**Set task:** Reproduce every one of the rows below verbatim, omitting the pictures.

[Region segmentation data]
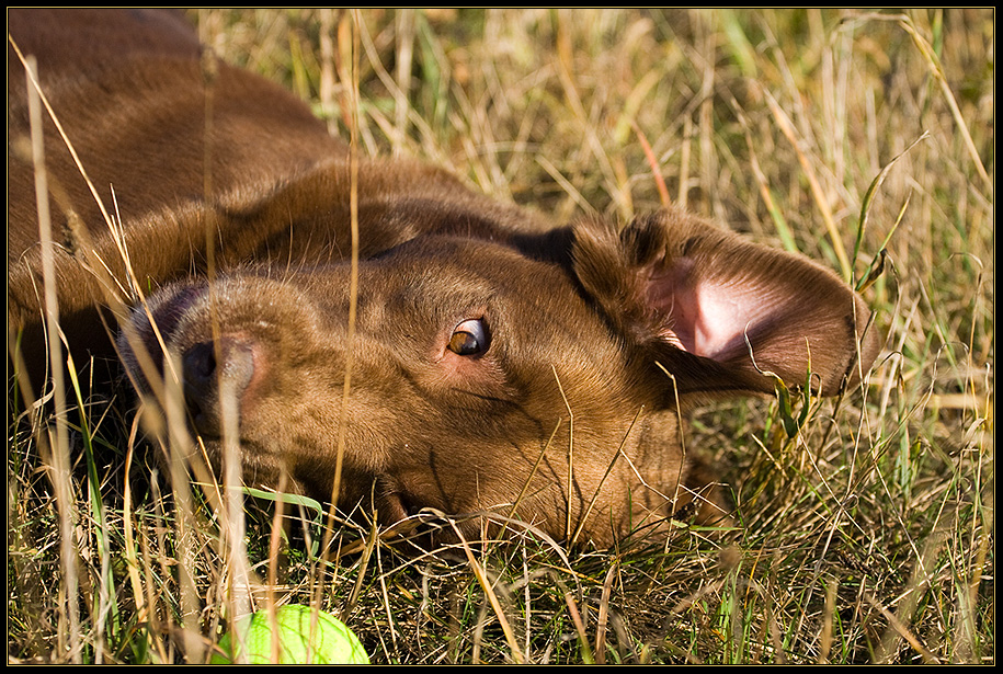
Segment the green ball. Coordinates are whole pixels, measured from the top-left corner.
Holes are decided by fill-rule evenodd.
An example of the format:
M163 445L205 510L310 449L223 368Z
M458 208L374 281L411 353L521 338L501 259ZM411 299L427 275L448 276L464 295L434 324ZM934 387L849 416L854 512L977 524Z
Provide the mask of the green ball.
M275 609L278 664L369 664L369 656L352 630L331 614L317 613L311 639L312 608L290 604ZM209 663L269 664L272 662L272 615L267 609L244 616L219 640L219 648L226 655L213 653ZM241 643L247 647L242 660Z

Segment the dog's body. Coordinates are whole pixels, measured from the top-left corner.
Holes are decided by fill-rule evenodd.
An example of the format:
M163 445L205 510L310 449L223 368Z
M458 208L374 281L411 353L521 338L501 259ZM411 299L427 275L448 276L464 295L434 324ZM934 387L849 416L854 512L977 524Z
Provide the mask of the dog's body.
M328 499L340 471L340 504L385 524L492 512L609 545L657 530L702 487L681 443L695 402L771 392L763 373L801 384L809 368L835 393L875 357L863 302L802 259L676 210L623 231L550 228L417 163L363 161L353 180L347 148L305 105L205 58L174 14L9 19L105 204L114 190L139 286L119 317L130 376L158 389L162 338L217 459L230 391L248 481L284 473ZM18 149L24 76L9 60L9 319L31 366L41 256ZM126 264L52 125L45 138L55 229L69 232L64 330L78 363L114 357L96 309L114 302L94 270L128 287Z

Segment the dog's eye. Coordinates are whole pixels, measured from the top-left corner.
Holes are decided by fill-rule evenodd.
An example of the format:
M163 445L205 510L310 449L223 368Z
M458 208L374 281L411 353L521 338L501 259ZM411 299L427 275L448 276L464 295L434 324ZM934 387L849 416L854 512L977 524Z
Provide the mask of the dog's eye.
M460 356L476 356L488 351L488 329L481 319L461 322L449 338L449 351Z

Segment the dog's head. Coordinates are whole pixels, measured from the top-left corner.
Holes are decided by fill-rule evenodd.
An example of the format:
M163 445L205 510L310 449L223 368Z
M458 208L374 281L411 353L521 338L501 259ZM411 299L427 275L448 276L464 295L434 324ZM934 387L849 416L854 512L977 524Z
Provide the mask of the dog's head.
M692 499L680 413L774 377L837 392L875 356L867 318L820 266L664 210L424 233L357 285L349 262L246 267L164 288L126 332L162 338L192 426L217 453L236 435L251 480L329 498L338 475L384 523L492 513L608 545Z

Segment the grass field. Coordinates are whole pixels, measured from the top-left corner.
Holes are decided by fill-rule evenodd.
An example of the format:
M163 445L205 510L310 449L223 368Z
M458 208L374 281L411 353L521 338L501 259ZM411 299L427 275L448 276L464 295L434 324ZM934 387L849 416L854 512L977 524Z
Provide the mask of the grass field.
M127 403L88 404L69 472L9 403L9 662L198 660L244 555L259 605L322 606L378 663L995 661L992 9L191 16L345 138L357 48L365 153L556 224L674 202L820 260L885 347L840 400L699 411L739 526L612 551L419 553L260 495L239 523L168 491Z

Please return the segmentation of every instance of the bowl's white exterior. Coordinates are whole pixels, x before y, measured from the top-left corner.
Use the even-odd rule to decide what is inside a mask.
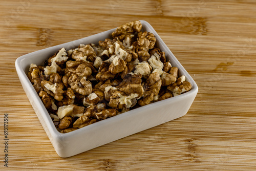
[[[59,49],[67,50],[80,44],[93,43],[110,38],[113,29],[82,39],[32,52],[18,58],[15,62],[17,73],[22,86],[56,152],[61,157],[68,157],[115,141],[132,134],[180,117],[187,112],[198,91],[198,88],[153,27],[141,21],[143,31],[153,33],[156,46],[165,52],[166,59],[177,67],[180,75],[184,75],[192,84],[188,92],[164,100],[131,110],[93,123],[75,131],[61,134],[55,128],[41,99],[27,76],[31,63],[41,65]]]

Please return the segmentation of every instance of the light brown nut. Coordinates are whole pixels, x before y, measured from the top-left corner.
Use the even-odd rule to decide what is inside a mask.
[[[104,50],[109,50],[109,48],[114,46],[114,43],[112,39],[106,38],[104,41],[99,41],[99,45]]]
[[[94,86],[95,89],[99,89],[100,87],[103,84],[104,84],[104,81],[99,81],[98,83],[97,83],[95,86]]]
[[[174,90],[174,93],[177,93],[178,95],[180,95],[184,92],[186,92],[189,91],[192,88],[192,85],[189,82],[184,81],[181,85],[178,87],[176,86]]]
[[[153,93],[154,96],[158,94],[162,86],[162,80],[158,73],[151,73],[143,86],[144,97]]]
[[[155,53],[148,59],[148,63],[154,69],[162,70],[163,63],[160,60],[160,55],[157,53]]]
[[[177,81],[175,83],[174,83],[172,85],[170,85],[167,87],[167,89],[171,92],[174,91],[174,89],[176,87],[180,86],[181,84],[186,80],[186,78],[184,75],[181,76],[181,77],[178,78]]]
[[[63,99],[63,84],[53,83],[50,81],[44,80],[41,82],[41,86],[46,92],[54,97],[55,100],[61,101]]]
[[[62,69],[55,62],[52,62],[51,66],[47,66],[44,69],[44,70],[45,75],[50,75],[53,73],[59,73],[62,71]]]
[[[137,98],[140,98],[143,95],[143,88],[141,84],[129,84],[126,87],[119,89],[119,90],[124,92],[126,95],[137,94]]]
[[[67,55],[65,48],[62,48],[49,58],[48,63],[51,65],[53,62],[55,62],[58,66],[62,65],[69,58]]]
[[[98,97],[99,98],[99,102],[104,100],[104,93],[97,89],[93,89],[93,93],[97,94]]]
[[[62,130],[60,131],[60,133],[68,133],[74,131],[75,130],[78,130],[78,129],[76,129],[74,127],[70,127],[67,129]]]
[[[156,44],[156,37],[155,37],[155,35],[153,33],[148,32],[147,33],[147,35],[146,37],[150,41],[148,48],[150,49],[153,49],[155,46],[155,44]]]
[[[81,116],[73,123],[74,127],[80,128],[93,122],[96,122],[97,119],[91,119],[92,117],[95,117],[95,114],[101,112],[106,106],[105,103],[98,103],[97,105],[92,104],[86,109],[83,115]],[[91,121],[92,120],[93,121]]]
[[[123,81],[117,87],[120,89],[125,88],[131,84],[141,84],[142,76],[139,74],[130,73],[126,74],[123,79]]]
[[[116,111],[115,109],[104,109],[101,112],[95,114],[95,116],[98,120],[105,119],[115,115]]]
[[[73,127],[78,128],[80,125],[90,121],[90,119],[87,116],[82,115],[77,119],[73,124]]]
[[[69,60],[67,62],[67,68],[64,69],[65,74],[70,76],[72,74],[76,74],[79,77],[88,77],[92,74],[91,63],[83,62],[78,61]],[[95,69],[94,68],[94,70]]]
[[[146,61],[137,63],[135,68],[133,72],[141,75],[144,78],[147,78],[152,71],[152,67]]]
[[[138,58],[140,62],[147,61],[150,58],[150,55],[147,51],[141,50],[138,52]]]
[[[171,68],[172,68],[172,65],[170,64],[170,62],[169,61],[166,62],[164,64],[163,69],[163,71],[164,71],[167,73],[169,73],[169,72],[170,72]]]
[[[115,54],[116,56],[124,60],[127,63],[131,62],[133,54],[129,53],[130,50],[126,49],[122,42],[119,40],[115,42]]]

**Answer to this task:**
Segment the green ball. Coordinates are whole pixels, measured from the top-left corner.
Holes are decided by fill-rule evenodd.
An example of the format:
M163 445L205 510L310 449L223 368Z
M458 208L374 281L411 353L521 338L501 259ZM411 299L427 275L448 276L464 295L434 324ZM934 387L849 416L854 512L977 524Z
Provide the mask of the green ball.
M275 609L278 664L369 664L369 656L352 630L331 614L317 613L311 639L312 608L290 604ZM209 663L269 664L272 662L272 615L267 609L244 616L219 640L219 648L226 655L213 653ZM241 643L247 647L242 660Z

Segment the dog's body. Coordinates are whole pixels, measured from the top-left corner.
Holes are decided by fill-rule evenodd.
An example of the format:
M163 445L205 510L310 449L223 368Z
M458 208L374 281L411 353L521 338L501 259ZM411 299L427 275L448 276L464 295L434 324ZM934 387L849 416L854 512L977 524Z
Provide the mask of the dog's body.
M328 499L340 471L340 504L385 524L492 512L609 545L657 530L702 487L681 443L695 402L771 392L763 373L801 384L809 368L835 393L875 357L863 302L802 259L676 210L623 231L550 228L417 163L363 161L353 180L347 148L305 105L205 58L174 14L9 19L105 204L114 190L139 286L119 317L130 376L158 389L162 338L217 459L230 391L248 481L284 473ZM18 149L24 76L9 60L9 319L31 366L41 256ZM126 264L52 125L45 138L55 229L69 232L64 330L78 363L114 357L96 309L114 302L94 270L128 287Z

Segment the dog's eye. Coordinates are whole pixels, measured from the top-left corner.
Holes are decided by fill-rule evenodd.
An example of the format:
M163 445L205 510L310 449L223 368Z
M458 208L374 281L411 353L521 338L501 259ZM411 299L427 275L448 276L464 295L434 324ZM934 387L849 416L854 512L977 524Z
Provide the mask of the dog's eye.
M460 356L476 356L488 351L488 329L481 319L461 322L449 338L449 351Z

Segment the dog's head. Coordinates are whole pixels, measured from the top-left corner.
Holes are decided by fill-rule evenodd.
An example of the format:
M163 445L205 510L310 449L223 368Z
M458 208L374 281L411 353L521 338L501 259ZM411 299L427 275L448 276L464 295L434 324ZM934 387L849 416L854 512L977 524Z
Provide the mask of the dog's head.
M692 499L680 413L774 377L837 392L875 356L867 318L820 266L664 210L424 233L357 285L349 262L246 267L164 288L126 332L162 338L192 426L217 453L236 435L251 480L329 498L338 475L384 523L492 513L608 545Z

Segment the grass field. Coordinates are whole pixels, measured from the top-left corner.
Holes are decided by fill-rule evenodd.
An example of the format:
M163 445L205 510L310 449L223 368Z
M458 208L374 281L411 353L521 338L501 259ZM411 299L427 275L448 276L464 295L434 324ZM934 387L849 416L854 512L977 524Z
Provide the mask of the grass field.
M127 403L88 404L69 472L9 403L9 662L198 660L244 555L259 605L322 606L378 663L995 661L992 9L191 16L345 138L357 48L365 153L556 224L674 202L820 260L885 347L840 400L699 411L739 526L612 551L419 553L260 495L239 523L168 491Z

Please return the segmentation of every instance of the bowl's white exterior. Coordinates are whole pixels, x before y, measured from the top-left corner.
Use the even-odd rule to decide what is inside a mask.
[[[59,49],[67,50],[80,44],[93,43],[110,38],[113,29],[82,39],[32,52],[18,58],[15,62],[17,73],[22,86],[56,152],[61,157],[68,157],[115,141],[132,134],[180,117],[187,112],[198,91],[198,88],[153,27],[141,21],[143,31],[153,33],[156,46],[165,52],[166,59],[177,67],[180,75],[184,75],[192,84],[188,92],[164,100],[131,110],[93,123],[75,131],[61,134],[55,128],[41,99],[27,76],[31,63],[41,65]]]

Please return the segmentation of every instance of the light brown nut. Coordinates are whole pixels, x before y, measured from the top-left corner.
Use the even-odd rule to decide what is inside a mask.
[[[104,50],[109,50],[109,48],[114,46],[114,43],[112,39],[106,38],[104,41],[99,41],[99,45]]]
[[[94,86],[95,89],[99,89],[100,87],[103,84],[104,84],[104,81],[99,81],[98,83],[97,83],[95,86]]]
[[[174,90],[174,93],[177,93],[178,95],[180,95],[184,92],[186,92],[189,91],[192,88],[192,85],[189,82],[184,81],[181,85],[178,87],[176,86]]]
[[[153,93],[154,96],[158,94],[162,86],[162,80],[158,73],[151,73],[143,86],[144,97]]]
[[[155,53],[148,59],[148,63],[154,69],[162,70],[163,63],[160,60],[160,55],[157,53]]]
[[[177,81],[175,83],[174,83],[172,85],[170,85],[167,87],[167,89],[171,92],[174,91],[174,89],[176,87],[180,86],[181,84],[186,80],[186,78],[184,75],[181,76],[181,77],[178,78]]]
[[[63,99],[63,84],[53,83],[50,81],[44,80],[41,82],[41,86],[46,92],[54,97],[55,100],[61,101]]]
[[[62,69],[55,62],[52,62],[51,66],[47,66],[44,69],[44,70],[45,75],[50,75],[53,73],[59,73],[62,71]]]
[[[137,98],[140,98],[143,95],[143,88],[141,84],[129,84],[126,87],[119,89],[119,90],[124,92],[126,95],[137,94]]]
[[[67,55],[65,48],[62,48],[49,58],[48,63],[51,65],[53,62],[55,62],[58,66],[62,65],[69,58]]]
[[[98,97],[99,98],[99,102],[104,100],[104,93],[97,89],[93,89],[93,93],[97,94]]]
[[[62,130],[60,131],[60,133],[68,133],[74,131],[75,130],[78,130],[78,129],[76,129],[74,127],[70,127],[67,129]]]
[[[156,44],[156,37],[155,37],[155,35],[153,33],[148,32],[147,33],[147,35],[146,37],[150,41],[148,48],[150,49],[153,49],[155,46],[155,44]]]
[[[81,116],[73,123],[74,127],[80,128],[93,122],[96,122],[97,119],[91,119],[92,117],[95,117],[95,114],[101,112],[106,106],[105,103],[98,103],[97,105],[92,104],[86,109],[83,115]],[[91,121],[92,120],[93,121]]]
[[[123,81],[117,87],[120,89],[125,88],[131,84],[141,84],[142,76],[139,74],[130,73],[126,74],[123,79]]]
[[[116,111],[115,109],[104,109],[101,112],[95,114],[95,116],[98,120],[105,119],[115,115]]]
[[[73,127],[78,128],[80,125],[90,121],[90,119],[87,116],[82,115],[77,119],[73,124]]]
[[[69,60],[67,62],[67,68],[64,69],[65,74],[70,76],[72,74],[76,74],[79,77],[88,77],[92,74],[91,63],[83,62],[78,61]],[[95,69],[94,68],[94,70]]]
[[[146,61],[137,63],[135,68],[133,72],[141,75],[144,78],[147,78],[152,71],[152,67]]]
[[[138,58],[140,62],[147,61],[150,58],[150,55],[147,51],[141,50],[138,52]]]
[[[171,68],[172,68],[172,65],[170,64],[170,62],[169,61],[166,62],[164,64],[163,69],[163,71],[164,71],[167,73],[169,73],[169,72],[170,72]]]
[[[115,54],[116,56],[124,60],[127,63],[131,62],[133,54],[129,53],[130,50],[126,49],[122,42],[119,40],[115,42]]]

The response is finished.